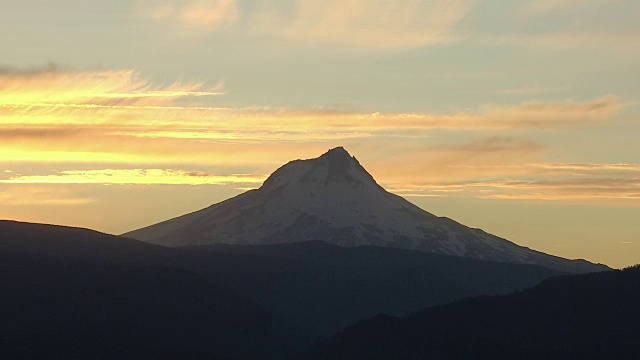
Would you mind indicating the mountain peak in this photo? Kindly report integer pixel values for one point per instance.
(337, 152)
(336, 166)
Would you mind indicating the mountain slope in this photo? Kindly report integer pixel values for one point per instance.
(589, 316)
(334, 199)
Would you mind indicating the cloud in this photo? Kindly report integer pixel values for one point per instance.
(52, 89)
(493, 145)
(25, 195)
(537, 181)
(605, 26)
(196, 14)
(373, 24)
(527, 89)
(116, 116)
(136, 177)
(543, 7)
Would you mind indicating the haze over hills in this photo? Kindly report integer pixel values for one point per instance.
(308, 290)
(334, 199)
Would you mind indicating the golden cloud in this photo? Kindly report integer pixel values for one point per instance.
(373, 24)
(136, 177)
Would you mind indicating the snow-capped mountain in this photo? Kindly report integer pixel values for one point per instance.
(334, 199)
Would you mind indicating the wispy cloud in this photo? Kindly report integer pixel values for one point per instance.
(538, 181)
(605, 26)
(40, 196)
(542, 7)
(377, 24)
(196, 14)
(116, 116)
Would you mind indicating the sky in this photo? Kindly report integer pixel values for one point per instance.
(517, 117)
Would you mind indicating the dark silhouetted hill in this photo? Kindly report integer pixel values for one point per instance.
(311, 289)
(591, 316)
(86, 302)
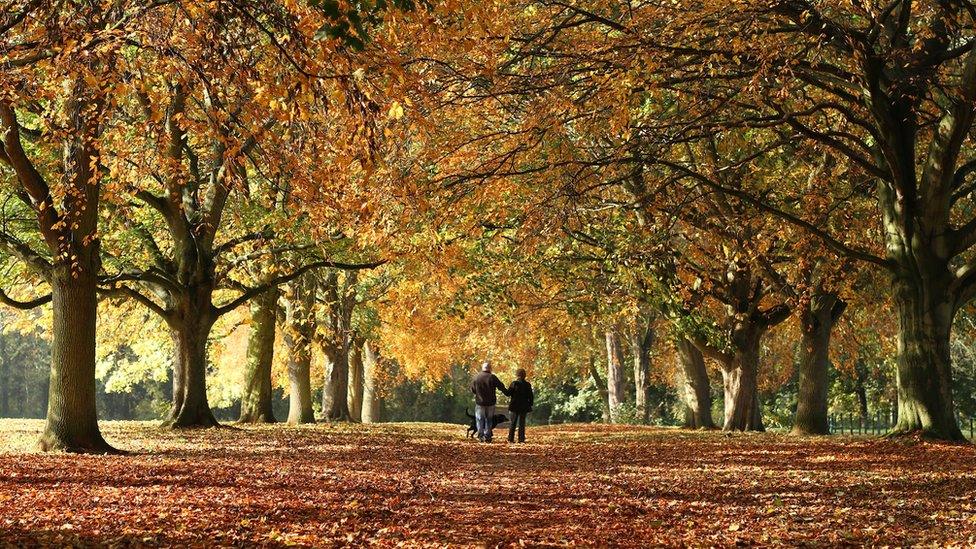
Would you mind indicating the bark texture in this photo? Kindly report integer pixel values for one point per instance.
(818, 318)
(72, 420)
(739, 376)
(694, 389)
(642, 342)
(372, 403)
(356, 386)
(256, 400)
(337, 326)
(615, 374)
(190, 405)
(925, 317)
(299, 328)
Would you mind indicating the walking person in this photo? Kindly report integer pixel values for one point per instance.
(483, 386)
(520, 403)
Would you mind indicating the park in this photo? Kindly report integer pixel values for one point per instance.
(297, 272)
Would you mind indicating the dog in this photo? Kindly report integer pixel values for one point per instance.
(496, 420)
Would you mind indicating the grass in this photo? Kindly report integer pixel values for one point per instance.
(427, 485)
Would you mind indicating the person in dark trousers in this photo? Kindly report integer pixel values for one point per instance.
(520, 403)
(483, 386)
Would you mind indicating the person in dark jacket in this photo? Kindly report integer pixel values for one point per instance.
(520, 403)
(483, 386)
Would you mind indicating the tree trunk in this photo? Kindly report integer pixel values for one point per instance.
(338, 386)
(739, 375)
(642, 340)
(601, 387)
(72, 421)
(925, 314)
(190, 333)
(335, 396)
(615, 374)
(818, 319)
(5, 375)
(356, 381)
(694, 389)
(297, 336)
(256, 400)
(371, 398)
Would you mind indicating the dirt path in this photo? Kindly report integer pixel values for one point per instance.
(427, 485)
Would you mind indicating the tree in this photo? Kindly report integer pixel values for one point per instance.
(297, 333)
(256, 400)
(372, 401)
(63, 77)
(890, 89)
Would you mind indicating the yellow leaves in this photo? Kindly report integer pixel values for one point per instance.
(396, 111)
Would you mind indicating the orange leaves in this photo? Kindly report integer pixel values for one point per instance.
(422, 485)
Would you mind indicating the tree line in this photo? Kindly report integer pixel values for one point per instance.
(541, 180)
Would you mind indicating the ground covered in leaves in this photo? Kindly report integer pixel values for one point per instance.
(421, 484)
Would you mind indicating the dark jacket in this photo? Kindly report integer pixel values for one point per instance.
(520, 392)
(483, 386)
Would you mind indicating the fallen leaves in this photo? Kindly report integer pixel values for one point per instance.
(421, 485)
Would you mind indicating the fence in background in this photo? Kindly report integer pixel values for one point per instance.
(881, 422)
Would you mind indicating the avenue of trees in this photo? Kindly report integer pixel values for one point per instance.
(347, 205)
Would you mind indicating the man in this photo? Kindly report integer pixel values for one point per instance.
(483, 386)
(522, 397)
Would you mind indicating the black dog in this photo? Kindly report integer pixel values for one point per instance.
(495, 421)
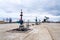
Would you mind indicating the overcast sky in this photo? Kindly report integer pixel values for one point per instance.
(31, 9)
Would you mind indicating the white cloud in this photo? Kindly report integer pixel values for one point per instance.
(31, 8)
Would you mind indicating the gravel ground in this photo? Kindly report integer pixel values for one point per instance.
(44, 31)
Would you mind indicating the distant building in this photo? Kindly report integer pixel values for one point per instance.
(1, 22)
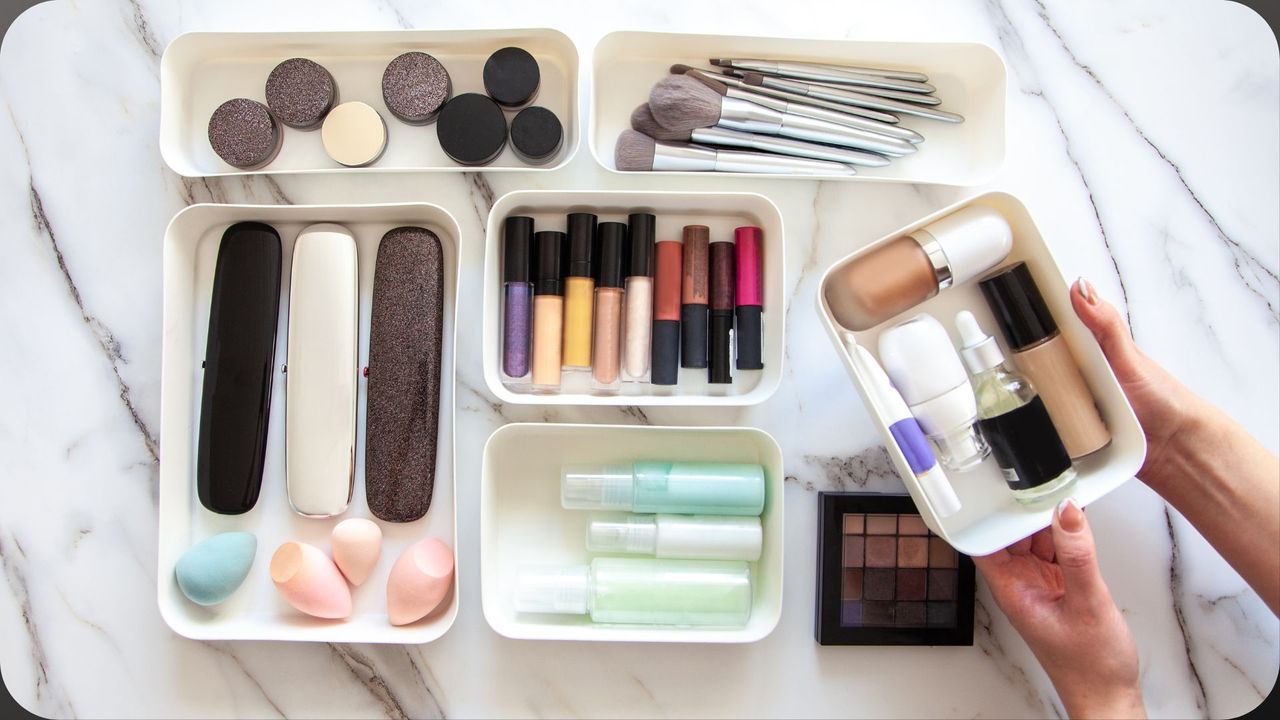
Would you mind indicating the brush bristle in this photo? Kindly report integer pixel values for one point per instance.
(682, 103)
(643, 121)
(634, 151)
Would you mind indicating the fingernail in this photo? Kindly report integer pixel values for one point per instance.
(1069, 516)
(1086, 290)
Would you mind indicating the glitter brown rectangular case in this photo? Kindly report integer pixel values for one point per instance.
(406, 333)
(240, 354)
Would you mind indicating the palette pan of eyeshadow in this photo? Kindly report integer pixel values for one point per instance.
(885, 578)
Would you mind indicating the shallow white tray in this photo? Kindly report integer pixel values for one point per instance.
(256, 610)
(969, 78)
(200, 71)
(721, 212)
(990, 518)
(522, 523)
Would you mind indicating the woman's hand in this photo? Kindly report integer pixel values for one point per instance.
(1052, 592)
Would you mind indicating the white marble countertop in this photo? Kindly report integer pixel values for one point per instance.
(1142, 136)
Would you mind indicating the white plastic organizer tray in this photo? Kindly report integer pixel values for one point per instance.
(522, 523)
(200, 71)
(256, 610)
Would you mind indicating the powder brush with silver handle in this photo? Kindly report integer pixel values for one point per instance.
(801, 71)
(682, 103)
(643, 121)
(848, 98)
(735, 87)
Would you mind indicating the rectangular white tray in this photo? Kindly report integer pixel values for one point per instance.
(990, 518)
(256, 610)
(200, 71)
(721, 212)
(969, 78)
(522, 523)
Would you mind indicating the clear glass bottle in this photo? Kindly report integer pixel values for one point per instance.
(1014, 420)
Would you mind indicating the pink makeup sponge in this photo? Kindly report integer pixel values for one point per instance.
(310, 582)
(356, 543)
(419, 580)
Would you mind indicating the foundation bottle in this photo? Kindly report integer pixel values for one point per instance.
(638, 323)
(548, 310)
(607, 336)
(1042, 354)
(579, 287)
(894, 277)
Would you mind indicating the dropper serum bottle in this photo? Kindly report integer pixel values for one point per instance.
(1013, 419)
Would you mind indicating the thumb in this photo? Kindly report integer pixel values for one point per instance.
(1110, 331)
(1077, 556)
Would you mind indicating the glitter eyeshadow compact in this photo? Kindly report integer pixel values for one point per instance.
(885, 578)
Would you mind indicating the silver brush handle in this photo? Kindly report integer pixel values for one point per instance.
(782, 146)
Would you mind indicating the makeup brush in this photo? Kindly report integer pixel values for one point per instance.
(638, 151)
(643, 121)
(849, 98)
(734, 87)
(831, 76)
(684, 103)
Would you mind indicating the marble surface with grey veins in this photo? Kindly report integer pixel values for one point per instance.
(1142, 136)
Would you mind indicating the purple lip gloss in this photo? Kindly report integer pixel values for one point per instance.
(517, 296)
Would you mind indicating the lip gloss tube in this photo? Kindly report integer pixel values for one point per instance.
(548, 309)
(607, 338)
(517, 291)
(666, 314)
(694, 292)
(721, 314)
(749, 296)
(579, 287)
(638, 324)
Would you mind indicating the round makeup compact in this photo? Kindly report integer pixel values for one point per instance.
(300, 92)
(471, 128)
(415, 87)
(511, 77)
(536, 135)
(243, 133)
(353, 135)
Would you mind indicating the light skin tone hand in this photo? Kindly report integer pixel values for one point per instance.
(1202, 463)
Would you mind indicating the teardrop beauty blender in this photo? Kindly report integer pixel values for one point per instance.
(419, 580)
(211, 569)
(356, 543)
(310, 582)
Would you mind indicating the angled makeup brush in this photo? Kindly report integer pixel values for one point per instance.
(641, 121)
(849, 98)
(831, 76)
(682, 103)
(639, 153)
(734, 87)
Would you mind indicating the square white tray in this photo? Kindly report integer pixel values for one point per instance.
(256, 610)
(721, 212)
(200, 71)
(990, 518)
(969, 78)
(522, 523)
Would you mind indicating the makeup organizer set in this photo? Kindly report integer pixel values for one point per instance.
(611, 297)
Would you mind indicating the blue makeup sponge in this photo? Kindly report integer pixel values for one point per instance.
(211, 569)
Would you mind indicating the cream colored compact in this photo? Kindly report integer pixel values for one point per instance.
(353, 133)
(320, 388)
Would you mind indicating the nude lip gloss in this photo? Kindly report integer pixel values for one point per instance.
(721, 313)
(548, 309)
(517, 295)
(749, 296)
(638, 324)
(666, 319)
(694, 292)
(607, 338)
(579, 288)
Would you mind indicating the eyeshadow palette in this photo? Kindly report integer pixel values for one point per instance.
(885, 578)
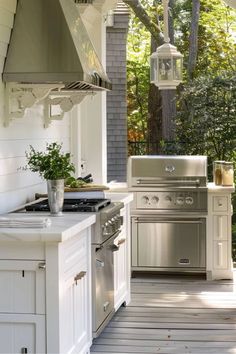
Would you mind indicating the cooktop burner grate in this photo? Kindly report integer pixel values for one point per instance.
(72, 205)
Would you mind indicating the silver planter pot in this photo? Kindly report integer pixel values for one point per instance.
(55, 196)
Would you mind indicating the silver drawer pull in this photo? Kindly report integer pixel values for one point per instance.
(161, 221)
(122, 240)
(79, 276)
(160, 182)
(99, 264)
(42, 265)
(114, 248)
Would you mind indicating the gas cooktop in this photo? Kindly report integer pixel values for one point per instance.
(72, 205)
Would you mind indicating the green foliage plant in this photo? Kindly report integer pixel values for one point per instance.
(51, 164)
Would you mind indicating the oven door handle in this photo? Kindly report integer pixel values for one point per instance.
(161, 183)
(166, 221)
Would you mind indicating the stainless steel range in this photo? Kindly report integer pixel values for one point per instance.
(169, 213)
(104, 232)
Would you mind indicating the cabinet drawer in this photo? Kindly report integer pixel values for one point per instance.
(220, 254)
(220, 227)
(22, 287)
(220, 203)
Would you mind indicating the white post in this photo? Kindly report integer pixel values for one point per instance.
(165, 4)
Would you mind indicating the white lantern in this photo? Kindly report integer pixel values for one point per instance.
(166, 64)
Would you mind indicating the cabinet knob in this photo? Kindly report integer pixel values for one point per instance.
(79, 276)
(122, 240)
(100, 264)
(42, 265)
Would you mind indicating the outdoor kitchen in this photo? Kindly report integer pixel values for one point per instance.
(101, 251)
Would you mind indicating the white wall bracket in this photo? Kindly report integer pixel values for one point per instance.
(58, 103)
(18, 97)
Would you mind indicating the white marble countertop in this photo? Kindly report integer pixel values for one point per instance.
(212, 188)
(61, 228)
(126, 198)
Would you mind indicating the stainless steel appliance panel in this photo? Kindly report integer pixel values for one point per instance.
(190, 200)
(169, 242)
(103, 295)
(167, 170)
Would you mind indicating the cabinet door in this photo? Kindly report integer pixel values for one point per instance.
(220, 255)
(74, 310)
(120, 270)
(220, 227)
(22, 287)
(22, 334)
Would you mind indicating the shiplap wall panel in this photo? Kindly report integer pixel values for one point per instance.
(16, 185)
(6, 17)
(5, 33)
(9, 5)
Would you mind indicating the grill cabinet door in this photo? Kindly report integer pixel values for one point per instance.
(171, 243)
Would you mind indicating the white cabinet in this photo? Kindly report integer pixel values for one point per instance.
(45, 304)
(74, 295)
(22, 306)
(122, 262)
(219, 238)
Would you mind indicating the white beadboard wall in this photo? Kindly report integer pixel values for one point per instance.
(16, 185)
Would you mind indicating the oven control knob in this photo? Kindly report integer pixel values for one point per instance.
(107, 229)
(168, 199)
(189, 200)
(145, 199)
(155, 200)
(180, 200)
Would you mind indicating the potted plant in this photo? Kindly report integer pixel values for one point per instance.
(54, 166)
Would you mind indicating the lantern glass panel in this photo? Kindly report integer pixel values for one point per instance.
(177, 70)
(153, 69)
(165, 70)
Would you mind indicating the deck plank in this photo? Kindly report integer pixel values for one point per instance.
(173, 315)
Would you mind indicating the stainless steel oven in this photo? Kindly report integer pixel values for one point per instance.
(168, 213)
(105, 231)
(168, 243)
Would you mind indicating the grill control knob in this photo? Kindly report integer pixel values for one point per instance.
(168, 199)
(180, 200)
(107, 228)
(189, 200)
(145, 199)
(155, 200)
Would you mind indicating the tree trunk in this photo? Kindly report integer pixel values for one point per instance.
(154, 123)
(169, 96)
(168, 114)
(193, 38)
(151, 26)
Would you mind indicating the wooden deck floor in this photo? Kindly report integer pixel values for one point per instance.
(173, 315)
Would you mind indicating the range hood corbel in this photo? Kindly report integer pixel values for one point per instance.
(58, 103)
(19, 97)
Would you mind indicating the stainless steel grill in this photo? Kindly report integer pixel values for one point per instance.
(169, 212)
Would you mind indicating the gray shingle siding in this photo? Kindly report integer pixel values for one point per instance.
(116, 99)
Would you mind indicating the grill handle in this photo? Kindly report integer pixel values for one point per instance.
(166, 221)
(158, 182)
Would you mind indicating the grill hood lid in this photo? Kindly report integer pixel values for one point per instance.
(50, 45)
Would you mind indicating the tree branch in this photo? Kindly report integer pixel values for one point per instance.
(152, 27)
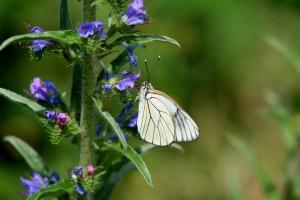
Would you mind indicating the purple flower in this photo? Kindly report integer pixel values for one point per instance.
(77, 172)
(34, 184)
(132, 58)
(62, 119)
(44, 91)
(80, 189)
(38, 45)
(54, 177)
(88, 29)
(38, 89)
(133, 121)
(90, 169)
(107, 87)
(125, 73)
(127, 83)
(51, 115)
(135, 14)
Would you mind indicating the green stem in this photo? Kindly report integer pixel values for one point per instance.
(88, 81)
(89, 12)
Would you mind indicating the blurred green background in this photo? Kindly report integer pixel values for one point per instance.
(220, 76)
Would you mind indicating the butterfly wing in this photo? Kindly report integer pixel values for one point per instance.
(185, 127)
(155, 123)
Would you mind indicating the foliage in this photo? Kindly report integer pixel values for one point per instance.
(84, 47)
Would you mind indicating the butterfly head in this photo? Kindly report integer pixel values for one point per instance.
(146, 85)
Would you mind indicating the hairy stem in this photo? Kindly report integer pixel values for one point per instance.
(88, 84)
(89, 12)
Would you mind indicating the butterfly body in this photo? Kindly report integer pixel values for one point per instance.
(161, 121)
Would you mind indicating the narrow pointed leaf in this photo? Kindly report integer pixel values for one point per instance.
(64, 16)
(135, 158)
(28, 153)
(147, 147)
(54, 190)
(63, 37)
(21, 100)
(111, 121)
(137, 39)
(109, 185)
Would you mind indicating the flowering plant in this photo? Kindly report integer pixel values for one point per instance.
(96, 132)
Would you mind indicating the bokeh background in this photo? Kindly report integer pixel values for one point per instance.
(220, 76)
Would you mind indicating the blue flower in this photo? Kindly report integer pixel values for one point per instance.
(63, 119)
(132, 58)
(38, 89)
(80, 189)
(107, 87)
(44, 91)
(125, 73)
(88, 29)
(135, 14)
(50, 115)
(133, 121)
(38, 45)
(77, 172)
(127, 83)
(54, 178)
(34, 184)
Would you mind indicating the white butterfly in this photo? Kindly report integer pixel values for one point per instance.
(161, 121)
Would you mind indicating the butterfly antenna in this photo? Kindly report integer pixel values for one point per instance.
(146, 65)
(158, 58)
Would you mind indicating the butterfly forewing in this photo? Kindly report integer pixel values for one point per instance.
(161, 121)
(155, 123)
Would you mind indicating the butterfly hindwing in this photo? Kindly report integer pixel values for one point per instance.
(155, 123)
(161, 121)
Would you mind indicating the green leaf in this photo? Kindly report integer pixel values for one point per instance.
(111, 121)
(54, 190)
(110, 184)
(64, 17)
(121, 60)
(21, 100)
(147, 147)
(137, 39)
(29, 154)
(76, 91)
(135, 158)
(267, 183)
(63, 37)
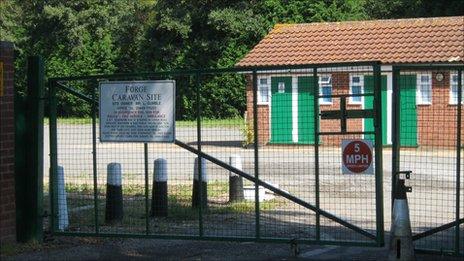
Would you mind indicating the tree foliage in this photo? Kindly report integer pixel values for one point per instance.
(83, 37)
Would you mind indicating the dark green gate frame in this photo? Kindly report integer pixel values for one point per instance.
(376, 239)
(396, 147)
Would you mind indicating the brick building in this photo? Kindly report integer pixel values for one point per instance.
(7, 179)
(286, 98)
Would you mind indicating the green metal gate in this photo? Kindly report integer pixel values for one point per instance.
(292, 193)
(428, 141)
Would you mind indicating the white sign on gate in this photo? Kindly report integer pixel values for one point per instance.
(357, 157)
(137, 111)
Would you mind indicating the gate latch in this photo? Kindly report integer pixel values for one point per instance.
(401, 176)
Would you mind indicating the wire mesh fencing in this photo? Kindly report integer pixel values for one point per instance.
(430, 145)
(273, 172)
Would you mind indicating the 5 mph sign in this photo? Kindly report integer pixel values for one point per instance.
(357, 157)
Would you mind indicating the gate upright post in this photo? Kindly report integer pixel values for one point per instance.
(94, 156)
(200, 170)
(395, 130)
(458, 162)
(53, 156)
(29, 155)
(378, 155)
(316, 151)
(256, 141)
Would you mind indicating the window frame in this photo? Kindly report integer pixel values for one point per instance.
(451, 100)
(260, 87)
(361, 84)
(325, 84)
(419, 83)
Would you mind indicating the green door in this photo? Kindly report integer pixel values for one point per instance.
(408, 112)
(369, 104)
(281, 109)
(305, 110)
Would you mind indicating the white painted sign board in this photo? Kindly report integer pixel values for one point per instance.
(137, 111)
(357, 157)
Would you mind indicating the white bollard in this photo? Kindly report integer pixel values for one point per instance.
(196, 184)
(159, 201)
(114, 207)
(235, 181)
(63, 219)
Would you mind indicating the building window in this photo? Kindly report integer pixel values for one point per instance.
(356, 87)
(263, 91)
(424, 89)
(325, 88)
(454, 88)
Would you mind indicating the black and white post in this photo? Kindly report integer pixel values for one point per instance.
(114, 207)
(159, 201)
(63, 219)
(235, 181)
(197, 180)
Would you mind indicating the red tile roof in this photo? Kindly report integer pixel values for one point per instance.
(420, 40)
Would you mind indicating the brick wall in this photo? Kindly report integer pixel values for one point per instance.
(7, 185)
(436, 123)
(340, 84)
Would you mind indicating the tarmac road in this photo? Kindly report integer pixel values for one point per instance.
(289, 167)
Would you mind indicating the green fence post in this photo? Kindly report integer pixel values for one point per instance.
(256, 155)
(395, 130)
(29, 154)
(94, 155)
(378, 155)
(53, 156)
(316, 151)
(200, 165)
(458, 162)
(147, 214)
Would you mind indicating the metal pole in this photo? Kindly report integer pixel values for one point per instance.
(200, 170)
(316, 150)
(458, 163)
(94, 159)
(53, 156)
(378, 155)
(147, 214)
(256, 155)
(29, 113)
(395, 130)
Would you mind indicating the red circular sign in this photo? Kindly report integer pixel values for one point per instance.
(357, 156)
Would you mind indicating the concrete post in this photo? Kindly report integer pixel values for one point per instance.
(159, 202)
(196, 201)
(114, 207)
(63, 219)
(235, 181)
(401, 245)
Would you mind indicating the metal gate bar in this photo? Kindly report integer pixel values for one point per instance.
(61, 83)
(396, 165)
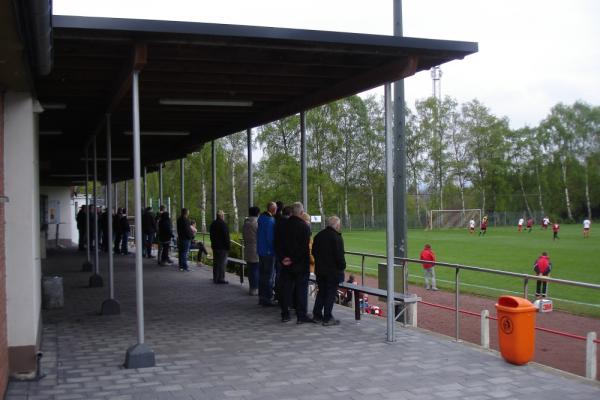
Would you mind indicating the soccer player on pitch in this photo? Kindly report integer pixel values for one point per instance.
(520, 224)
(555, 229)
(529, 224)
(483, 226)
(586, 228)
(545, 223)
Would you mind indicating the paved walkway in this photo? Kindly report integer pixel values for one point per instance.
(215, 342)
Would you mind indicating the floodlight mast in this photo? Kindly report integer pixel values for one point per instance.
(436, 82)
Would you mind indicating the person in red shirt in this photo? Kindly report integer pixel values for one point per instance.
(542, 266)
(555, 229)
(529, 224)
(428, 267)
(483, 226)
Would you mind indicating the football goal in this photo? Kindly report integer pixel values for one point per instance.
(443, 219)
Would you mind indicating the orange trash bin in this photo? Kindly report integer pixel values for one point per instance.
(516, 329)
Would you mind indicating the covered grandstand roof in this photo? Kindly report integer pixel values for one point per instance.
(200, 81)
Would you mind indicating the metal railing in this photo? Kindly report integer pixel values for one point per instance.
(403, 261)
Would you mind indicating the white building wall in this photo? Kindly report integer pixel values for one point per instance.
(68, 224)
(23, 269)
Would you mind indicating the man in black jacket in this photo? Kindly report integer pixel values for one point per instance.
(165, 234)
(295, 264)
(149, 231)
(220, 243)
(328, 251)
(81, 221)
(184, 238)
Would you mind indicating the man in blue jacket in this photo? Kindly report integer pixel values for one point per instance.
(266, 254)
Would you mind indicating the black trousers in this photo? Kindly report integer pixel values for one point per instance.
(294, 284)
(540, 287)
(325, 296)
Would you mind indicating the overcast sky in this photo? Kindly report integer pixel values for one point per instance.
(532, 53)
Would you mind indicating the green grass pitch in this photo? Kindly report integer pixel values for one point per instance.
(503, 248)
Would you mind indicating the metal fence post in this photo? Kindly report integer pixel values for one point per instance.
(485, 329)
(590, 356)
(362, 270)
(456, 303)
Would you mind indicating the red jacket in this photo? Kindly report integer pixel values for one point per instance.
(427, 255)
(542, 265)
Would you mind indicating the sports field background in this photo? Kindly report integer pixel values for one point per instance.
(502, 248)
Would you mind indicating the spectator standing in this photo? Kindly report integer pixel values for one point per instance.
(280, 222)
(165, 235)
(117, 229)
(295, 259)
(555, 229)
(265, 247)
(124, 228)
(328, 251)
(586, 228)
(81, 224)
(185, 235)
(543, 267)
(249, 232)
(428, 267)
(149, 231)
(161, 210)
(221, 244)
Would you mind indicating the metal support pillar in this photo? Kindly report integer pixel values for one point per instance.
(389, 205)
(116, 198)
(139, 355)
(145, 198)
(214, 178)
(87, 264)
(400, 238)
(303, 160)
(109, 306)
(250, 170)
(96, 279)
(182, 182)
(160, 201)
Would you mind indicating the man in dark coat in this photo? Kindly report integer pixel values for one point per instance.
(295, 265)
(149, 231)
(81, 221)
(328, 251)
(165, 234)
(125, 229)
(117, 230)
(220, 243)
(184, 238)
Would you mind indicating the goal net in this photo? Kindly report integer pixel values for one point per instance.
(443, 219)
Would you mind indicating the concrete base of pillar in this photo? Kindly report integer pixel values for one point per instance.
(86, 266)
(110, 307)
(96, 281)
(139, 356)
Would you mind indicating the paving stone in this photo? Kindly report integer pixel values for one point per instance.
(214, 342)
########
• [DIRECTIONS FOR THIS TASK]
Print exactly the lines from the one with "Would you mind indicating the sports" through the end of the data, inclusive.

• [REPLY TO THE TASK]
Would you mind indicating the sports field background in this photo? Kindly report integer pixel values for one point per instance.
(502, 248)
Would you mind indicating the spectator standing in this photo? Kindly report integer pixel values for one point per instance.
(280, 222)
(165, 235)
(117, 229)
(295, 259)
(555, 229)
(265, 247)
(124, 228)
(328, 251)
(586, 228)
(81, 224)
(185, 235)
(543, 267)
(249, 232)
(428, 267)
(149, 231)
(161, 210)
(221, 244)
Would you mind indicating the metal support pillar in this photo? Kindly report integer pixel values for one point per instance.
(389, 205)
(116, 198)
(139, 355)
(145, 198)
(214, 178)
(87, 264)
(400, 238)
(303, 160)
(109, 306)
(250, 170)
(96, 279)
(182, 182)
(160, 201)
Would you mind indicating the man in dark coat in this photo? Kindly report integer pixel values for one point per instance.
(295, 265)
(149, 231)
(81, 221)
(328, 251)
(165, 234)
(125, 229)
(117, 230)
(220, 243)
(184, 238)
Would you mind indicating the goal net in this photo? Kindly report integer pixel values for one point per instance.
(443, 219)
Would you mind indicating the concrete base of pillar in this photo? Kindly report integer pixel values for one point per instance.
(86, 266)
(110, 307)
(96, 281)
(139, 356)
Would you mind indicating the paving stone in this photo? Kindly report integer pixel values for one point per instance.
(214, 342)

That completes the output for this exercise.